■ Supplied text:
----

Filed by Bowne Pure Compliance
UNITED STATES
SECURITIES AND EXCHANGE COMMISSION
Washington, D.C. 20549
SCHEDULE 14A
Proxy Statement Pursuant to Section 14(a) of the Securities
Exchange Act of 1934 (Amendment No. 1 )
Filed by the Registrant þ
Filed by a Party other than the Registrant o
Check the appropriate box:
o   Preliminary Proxy Statement
o   Confidential, for Use of the Commission Only (as permitted by Rule 14a-6(e)(2))
o   Definitive Proxy Statement
þ   Definitive Additional Materials
o   Soliciting Material Pursuant to §240.14a-12
 
Consolidated Graphics, Inc.
 
(Name of Registrant as Specified In Its Charter)
 
 
(Name of Person(s) Filing Proxy Statement, if other than the Registrant)
Payment of Filing Fee (Check the appropriate box):
þ   No fee required.
o   Fee computed on table below per Exchange Act Rules 14a-6(i)(1) and 0-11.
  (1)   Title of each class of securities to which transaction applies:
 
     
     
 
 
  (2)   Aggregate number of securities to which transaction applies:
 
     
     
 
 
  (3)   Per unit price or other underlying value of transaction computed pursuant to Exchange Act Rule 0-11 (set forth the amount on which the filing fee is calculated and state how it was determined):
 
     
     
 
 
  (4)   Proposed maximum aggregate value of transaction:
 
     
     
 
 
  (5)   Total fee paid:
 
     
     
 
o   Fee paid previously with preliminary materials.
 
o   Check box if any part of the fee is offset as provided by Exchange Act Rule 0-11(a)(2) and identify the filing for which the offsetting fee was paid previously. Identify the previous filing by registration statement number, or the Form or Schedule and the date of its filing.
  (1)   Amount Previously Paid:
 
     
     
 
 
  (2)   Form, Schedule or Registration Statement No.:
 
     
     
 
 
  (3)   Filing Party:
 
     
     
 
 
  (4)   Date Filed:
 
     
     
 


 

(CONSOLIDATED GRAPHICS LOGO)
Consolidated Graphics, Inc.
5858 Westheimer, Suite 200
Houston, Texas 77057
 
AMENDMENT TO DEFINITIVE PROXY STATEMENT DATED JULY 3, 2008
To the Shareholders:
On or about July 7, 2008, Consolidated Graphics, Inc. (the “Company”) mailed a definitive proxy statement (the “Proxy Statement”) to our shareholders in connection with matters to be voted on at its 2008 Annual Shareholders Meeting (the “Annual Meeting”), which will be held at The Omni Hotel, Four Riverway, Houston, Texas 77056, on Thursday, August 7, 2008, at 5:00 p.m., Central Daylight Time.
With respect to Proposal 2 — “To Approve the Consolidated Graphics, Inc. Annual Incentive Compensation Plan”, the Proxy Statement incorrectly states that a broker will not have discretionary power to vote on such proposal if it has not received voting instructions from the beneficial owner with respect to such proposal. However, under the current rules of The New York Stock Exchange, a broker will in fact have discretionary power to vote on Proposal 2 if it has not received voting instructions from the beneficial owner by the date specified by the broker.

----

■ Location identification items:
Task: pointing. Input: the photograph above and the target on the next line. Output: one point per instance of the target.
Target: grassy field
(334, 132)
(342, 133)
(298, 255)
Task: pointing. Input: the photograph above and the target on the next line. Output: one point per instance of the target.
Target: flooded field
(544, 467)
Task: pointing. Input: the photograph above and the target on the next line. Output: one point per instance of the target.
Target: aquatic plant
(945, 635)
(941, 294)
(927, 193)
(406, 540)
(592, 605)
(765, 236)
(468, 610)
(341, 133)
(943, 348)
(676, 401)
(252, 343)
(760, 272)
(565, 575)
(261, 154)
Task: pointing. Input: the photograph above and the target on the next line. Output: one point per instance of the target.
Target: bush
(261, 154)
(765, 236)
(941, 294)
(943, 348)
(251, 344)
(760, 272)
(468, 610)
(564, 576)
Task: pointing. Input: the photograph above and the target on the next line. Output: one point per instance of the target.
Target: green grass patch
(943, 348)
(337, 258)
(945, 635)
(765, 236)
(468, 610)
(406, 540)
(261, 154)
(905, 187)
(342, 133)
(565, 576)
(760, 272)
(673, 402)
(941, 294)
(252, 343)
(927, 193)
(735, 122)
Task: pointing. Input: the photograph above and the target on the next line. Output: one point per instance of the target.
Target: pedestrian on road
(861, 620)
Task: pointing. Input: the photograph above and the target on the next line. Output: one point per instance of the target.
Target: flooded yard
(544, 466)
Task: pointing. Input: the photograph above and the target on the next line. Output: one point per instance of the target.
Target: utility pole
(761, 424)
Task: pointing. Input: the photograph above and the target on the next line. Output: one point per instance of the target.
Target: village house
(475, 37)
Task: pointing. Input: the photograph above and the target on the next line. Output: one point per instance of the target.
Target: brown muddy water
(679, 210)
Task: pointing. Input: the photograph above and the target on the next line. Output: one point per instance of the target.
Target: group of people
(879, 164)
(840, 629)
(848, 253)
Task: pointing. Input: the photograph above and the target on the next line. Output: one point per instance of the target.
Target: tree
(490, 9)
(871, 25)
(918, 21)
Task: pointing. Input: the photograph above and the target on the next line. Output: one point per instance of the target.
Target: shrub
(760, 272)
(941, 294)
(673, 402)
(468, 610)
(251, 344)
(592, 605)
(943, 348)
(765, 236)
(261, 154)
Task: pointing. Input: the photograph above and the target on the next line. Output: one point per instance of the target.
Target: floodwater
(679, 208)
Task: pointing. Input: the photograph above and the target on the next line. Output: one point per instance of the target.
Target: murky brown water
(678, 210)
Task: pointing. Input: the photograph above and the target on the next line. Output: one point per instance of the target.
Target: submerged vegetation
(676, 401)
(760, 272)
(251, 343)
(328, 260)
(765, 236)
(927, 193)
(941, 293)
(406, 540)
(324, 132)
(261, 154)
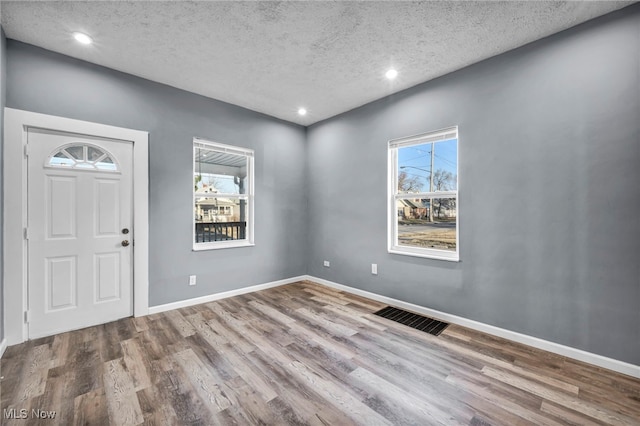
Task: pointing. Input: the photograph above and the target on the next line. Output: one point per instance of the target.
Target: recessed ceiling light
(391, 74)
(82, 38)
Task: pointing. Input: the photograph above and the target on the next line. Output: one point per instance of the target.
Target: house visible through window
(223, 196)
(423, 195)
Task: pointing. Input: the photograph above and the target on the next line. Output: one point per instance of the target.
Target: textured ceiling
(274, 57)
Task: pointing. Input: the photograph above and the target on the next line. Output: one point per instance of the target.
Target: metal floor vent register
(419, 322)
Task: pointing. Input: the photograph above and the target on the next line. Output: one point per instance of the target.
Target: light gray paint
(3, 97)
(549, 151)
(46, 82)
(549, 190)
(328, 56)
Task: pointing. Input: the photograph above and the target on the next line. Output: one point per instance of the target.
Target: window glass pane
(414, 167)
(106, 164)
(445, 166)
(220, 173)
(220, 219)
(76, 151)
(414, 163)
(94, 153)
(61, 161)
(420, 225)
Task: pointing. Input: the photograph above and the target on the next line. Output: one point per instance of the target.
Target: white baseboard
(223, 295)
(3, 347)
(578, 354)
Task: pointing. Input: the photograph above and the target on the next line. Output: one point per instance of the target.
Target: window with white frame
(222, 196)
(423, 195)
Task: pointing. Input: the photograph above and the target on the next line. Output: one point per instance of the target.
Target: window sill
(425, 253)
(221, 245)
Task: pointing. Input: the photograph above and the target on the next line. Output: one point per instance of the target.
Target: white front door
(79, 231)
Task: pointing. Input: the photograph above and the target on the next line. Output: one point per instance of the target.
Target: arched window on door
(82, 156)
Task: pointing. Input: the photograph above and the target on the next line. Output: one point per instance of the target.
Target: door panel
(61, 206)
(107, 276)
(107, 201)
(79, 201)
(61, 283)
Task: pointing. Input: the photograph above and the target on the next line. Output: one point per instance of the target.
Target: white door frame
(16, 123)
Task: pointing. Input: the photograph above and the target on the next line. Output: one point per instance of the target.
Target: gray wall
(3, 92)
(46, 82)
(549, 190)
(549, 194)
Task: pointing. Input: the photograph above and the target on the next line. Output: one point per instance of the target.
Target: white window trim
(392, 196)
(230, 149)
(17, 123)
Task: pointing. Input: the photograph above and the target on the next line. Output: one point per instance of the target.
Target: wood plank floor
(301, 354)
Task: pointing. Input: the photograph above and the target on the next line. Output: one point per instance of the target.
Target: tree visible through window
(223, 196)
(423, 202)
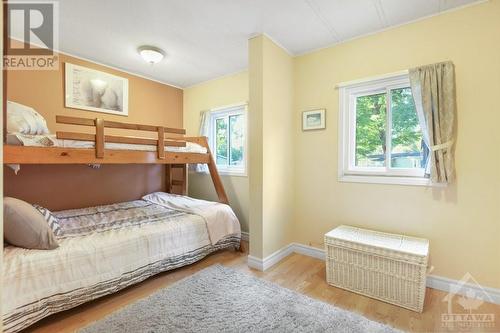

----

■ Task 1:
Decide whether each statement agrees with the proxy filing above, answering yes or no and quoting the deciding words of the filing: (a) The Annual Meeting is to be held at The Omni Hotel in Houston. (b) The filing indicates that a filing fee was required. (c) The Proxy Statement correctly described a broker's voting power on Proposal 2.
■ Task 2:
Reproduce the proxy filing word for word from "Filed by the" to "In Its Charter)".
■ Task 3:
According to the proxy filing, on what day and at what time will the 2008 Annual Shareholders Meeting take place?

■ Exercise response 1:
(a) Yes: "which will be held at The Omni Hotel, Four Riverway, Houston, Texas 77056"
(b) No: "No fee required."
(c) No: "the Proxy Statement incorrectly states that a broker will not have discretionary power to vote on such proposal"

■ Exercise response 2:
Filed by the Registrant þ
Filed by a Party other than the Registrant o
Check the appropriate box:
o   Preliminary Proxy Statement
o   Confidential, for Use of the Commission Only (as permitted by Rule 14a-6(e)(2))
o   Definitive Proxy Statement
þ   Definitive Additional Materials
o   Soliciting Material Pursuant to §240.14a-12
 
Consolidated Graphics, Inc.
 
(Name of Registrant as Specified In Its Charter)

■ Exercise response 3:
Thursday, August 7, 2008, at 5:00 p.m., Central Daylight Time.